** Exercise text follows **
Hmmm, a paper entitled Funcotrial Generic Filters was written July 2005, abstract to ASL, where you can observe ejecting on initial segments towards models. What it might do on preshaeves was sent to a conference a month ago. Like I had told the list there were papers I published over several years ago on functors computing models on Hasse diagrams. I'm not in a position to escalate and have to keep you on a holding as to what it was doing on sheaves. On the surface it appears as if we are living in parallel worlds getting a message through. Cyrus
----- Original Message ----- From: "Vaughan Pratt" <pratt@cs.stanford.edu> To: categories@mta.ca Subject: categories: Re: Undirected graph citation Date: Mon, 06 Mar 2006 20:43:29 -0800
George Janelidze wrote:
Indeed, there were no monoids in Vaughan's original message of February 28,
My take on monoids vs. initial segments of Delta, FinSet, etc. as sites for a category of presheaves is that it is like Hasse diagrams vs. posets, or axioms vs. theories. The former should be understood only as a convenient representation of its idempotent completion, just as a Hasse diagram of a poset is a convenient representation of its reflexive transitive closure, or an axiom system a convenient representation of a
etc, etc...
** End of Exercise text **
*Work instruction 1*.
List the field names that appear in the header of the quoted original message in the mailing-list post.
** Material to process follows **
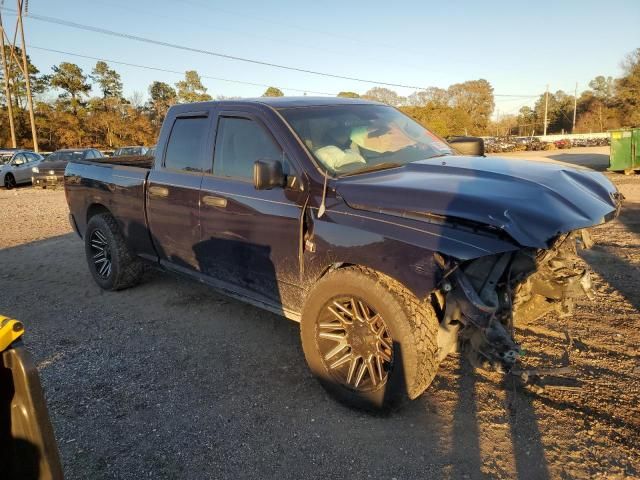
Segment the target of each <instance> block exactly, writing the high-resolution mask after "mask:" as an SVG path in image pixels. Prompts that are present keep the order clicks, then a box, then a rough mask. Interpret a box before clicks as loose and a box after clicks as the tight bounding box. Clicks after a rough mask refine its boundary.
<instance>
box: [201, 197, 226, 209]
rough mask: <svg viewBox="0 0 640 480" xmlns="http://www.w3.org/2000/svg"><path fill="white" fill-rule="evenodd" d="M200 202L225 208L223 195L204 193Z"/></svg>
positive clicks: (225, 198) (218, 206)
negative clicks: (208, 193) (208, 194)
mask: <svg viewBox="0 0 640 480" xmlns="http://www.w3.org/2000/svg"><path fill="white" fill-rule="evenodd" d="M202 202H203V203H204V204H205V205H209V206H210V207H218V208H225V207H226V206H227V199H226V198H223V197H213V196H211V195H205V196H204V197H202Z"/></svg>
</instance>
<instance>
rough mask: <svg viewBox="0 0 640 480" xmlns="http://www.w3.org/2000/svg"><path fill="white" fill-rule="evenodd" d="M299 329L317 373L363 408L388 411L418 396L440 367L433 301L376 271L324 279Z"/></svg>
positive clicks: (331, 391)
mask: <svg viewBox="0 0 640 480" xmlns="http://www.w3.org/2000/svg"><path fill="white" fill-rule="evenodd" d="M300 327H301V337H302V347H303V350H304V354H305V357H306V359H307V363H308V365H309V368H310V369H311V371H312V373H313V374H314V375H315V376H316V377H317V378H318V380H319V381H320V383H321V384H322V385H323V386H324V387H325V388H326V389H327V391H328V392H329V393H330V394H332V395H333V396H334V397H336V398H337V399H338V400H340V401H342V402H343V403H346V404H347V405H350V406H354V407H357V408H362V409H365V410H381V409H382V410H383V409H386V408H388V407H390V406H393V405H394V404H398V403H400V402H401V401H403V400H405V399H414V398H416V397H417V396H418V395H420V394H421V393H422V392H423V391H424V390H425V389H426V388H427V387H428V386H429V385H430V384H431V382H432V381H433V378H434V377H435V374H436V372H437V369H438V366H439V362H438V360H437V332H438V320H437V316H436V313H435V311H434V310H433V307H432V306H431V304H430V303H429V302H428V301H420V300H419V299H417V298H416V297H415V296H414V295H413V294H412V293H411V292H409V291H408V290H407V289H406V288H405V287H404V286H403V285H401V284H400V283H399V282H397V281H395V280H393V279H391V278H389V277H387V276H385V275H383V274H381V273H379V272H375V271H373V270H370V269H366V268H362V267H348V268H344V269H338V270H335V271H333V272H330V273H328V274H327V275H326V276H325V277H323V278H322V279H320V280H319V281H318V283H317V284H316V285H315V286H314V288H313V289H312V290H311V292H310V293H309V295H308V297H307V301H306V303H305V306H304V309H303V314H302V321H301V326H300Z"/></svg>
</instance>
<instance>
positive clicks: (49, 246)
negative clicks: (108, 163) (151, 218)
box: [0, 149, 640, 479]
mask: <svg viewBox="0 0 640 480" xmlns="http://www.w3.org/2000/svg"><path fill="white" fill-rule="evenodd" d="M571 152H573V157H572V158H567V157H564V158H561V159H562V160H564V161H567V160H569V161H577V162H589V163H590V164H591V165H592V166H594V167H598V165H600V164H601V163H602V162H603V161H604V160H603V158H602V157H604V156H605V153H606V152H605V153H599V152H601V150H600V151H596V149H589V150H588V151H581V149H575V150H569V151H562V152H557V151H556V152H536V153H542V154H543V155H542V156H545V157H546V158H549V157H551V156H552V155H568V154H571ZM593 155H595V156H596V157H593ZM600 155H601V156H602V157H601V156H600ZM516 157H517V155H516ZM551 159H552V160H554V158H551ZM591 162H593V163H591ZM608 175H609V176H610V178H612V179H613V181H614V182H615V183H616V184H618V186H619V188H620V189H621V191H622V192H623V193H624V195H625V196H626V197H627V201H626V205H625V209H624V212H623V214H622V215H621V217H620V218H619V219H618V220H616V221H615V222H613V223H611V224H608V225H606V226H603V227H599V228H597V229H596V230H595V233H594V236H595V238H596V240H597V241H598V245H597V246H596V247H594V249H593V250H591V251H589V252H588V253H586V254H585V258H586V260H587V262H588V263H589V264H590V265H591V266H592V267H593V269H594V270H595V272H596V275H595V285H596V295H597V299H596V301H595V302H592V303H591V302H585V303H583V304H579V305H578V307H577V311H576V315H575V316H574V317H573V318H572V319H570V320H569V321H568V322H561V321H559V320H558V319H557V318H554V317H547V318H544V319H541V320H539V321H536V322H534V323H532V324H531V325H525V326H523V327H522V328H521V329H519V331H518V334H519V340H521V341H522V342H523V343H524V346H525V347H526V348H527V351H528V356H527V357H526V360H525V363H526V365H529V366H536V365H545V366H548V365H556V366H560V365H565V364H566V363H567V362H570V363H571V364H572V365H573V366H574V367H575V368H576V371H577V372H578V381H577V382H576V384H577V385H578V386H579V388H578V389H576V390H575V391H574V390H560V389H553V388H546V389H544V390H543V391H537V392H536V391H533V390H531V389H529V388H521V387H519V386H515V385H514V384H513V383H512V382H511V381H506V382H505V381H504V380H503V379H502V378H501V377H499V376H497V375H495V374H489V375H487V374H477V373H473V372H472V371H471V369H470V368H469V367H468V366H467V365H466V363H465V362H464V361H462V360H460V359H459V358H457V357H451V358H449V359H448V360H447V361H446V362H445V364H444V365H443V368H442V371H441V373H440V374H439V375H438V377H437V378H436V380H435V382H434V384H433V386H432V387H431V388H430V389H429V390H428V391H427V392H426V393H425V394H424V395H423V396H422V397H420V398H419V399H418V400H416V401H414V402H412V403H410V404H409V405H407V406H406V407H405V408H403V409H402V410H400V411H396V412H393V413H391V414H389V415H386V416H372V415H368V414H364V413H361V412H357V411H353V410H350V409H348V408H345V407H343V406H341V405H339V404H337V403H336V402H334V401H333V400H332V399H330V398H329V397H328V396H327V395H326V394H325V393H324V391H323V390H322V388H321V387H320V386H319V385H318V384H317V382H316V381H315V380H314V379H313V378H311V376H310V375H309V373H308V371H307V369H306V366H305V364H304V357H303V354H302V351H301V348H300V342H299V338H298V326H297V325H296V324H295V323H292V322H289V321H287V320H284V319H282V318H280V317H277V316H276V315H273V314H270V313H265V312H263V311H261V310H258V309H256V308H254V307H250V306H247V305H244V304H242V303H240V302H238V301H235V300H232V299H229V298H226V297H224V296H221V295H219V294H217V293H215V292H212V291H211V290H209V289H207V288H206V287H204V286H202V285H199V284H195V283H192V282H189V281H186V280H181V279H176V278H174V277H172V276H169V275H167V274H164V273H161V272H150V273H149V274H148V275H147V278H146V279H145V281H144V282H143V284H142V285H140V286H139V287H136V288H134V289H130V290H126V291H123V292H119V293H108V292H103V291H101V290H100V289H99V288H98V287H97V286H96V285H95V284H94V282H93V280H92V279H91V277H90V274H89V272H88V270H87V268H86V265H85V260H84V254H83V247H82V243H81V242H80V241H79V239H78V238H77V237H76V236H75V234H73V233H69V231H70V229H69V227H68V222H67V217H66V205H65V202H64V193H63V192H61V191H56V192H49V191H40V190H39V191H35V190H32V189H31V188H20V189H18V190H16V191H9V192H7V191H4V190H0V224H1V225H4V226H5V227H4V228H3V229H2V230H0V292H2V293H1V294H0V312H1V313H3V314H5V315H10V316H13V317H16V318H19V319H21V320H23V321H24V322H25V324H26V327H27V334H26V341H25V343H26V344H27V346H28V347H29V349H30V350H31V351H32V352H33V354H34V356H35V357H36V360H37V362H38V367H39V370H40V374H41V378H42V382H43V385H44V387H45V389H46V397H47V401H48V404H49V409H50V414H51V418H52V422H53V425H54V429H55V432H56V436H57V439H58V443H59V446H60V451H61V454H62V461H63V464H64V470H65V474H66V478H67V479H76V478H77V479H87V478H91V479H102V478H118V479H120V478H127V479H140V478H186V479H191V478H193V479H201V478H292V479H293V478H295V479H297V478H323V479H326V478H345V477H355V478H388V479H391V478H398V479H401V478H452V479H458V478H515V477H518V478H526V479H537V478H638V475H639V474H640V411H639V405H640V359H639V358H640V357H639V353H640V351H639V348H640V347H639V345H640V334H639V333H638V325H639V323H640V313H639V312H638V308H640V288H639V286H640V268H639V266H640V176H631V177H625V176H623V175H617V174H608ZM16 216H19V217H20V218H16ZM7 225H10V227H9V228H7V227H6V226H7Z"/></svg>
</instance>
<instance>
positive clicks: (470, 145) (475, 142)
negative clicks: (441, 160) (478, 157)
** End of Material to process **
*Work instruction 2*.
Copy the stretch of the entries from their start through the line that contains "box: [201, 197, 226, 209]", word for word, and leave the pictures out of your copy.

*Response box 1*.
From, To, Subject, Date

*Response box 2*.
Segment the target of each <instance> block exactly, writing the high-resolution mask after "mask:" as an SVG path in image pixels. Prompts that are present keep the order clicks, then a box, then a rough mask. Interpret a box before clicks as loose and a box after clicks as the tight bounding box. Clicks after a rough mask refine its boundary.
<instance>
box: [201, 197, 226, 209]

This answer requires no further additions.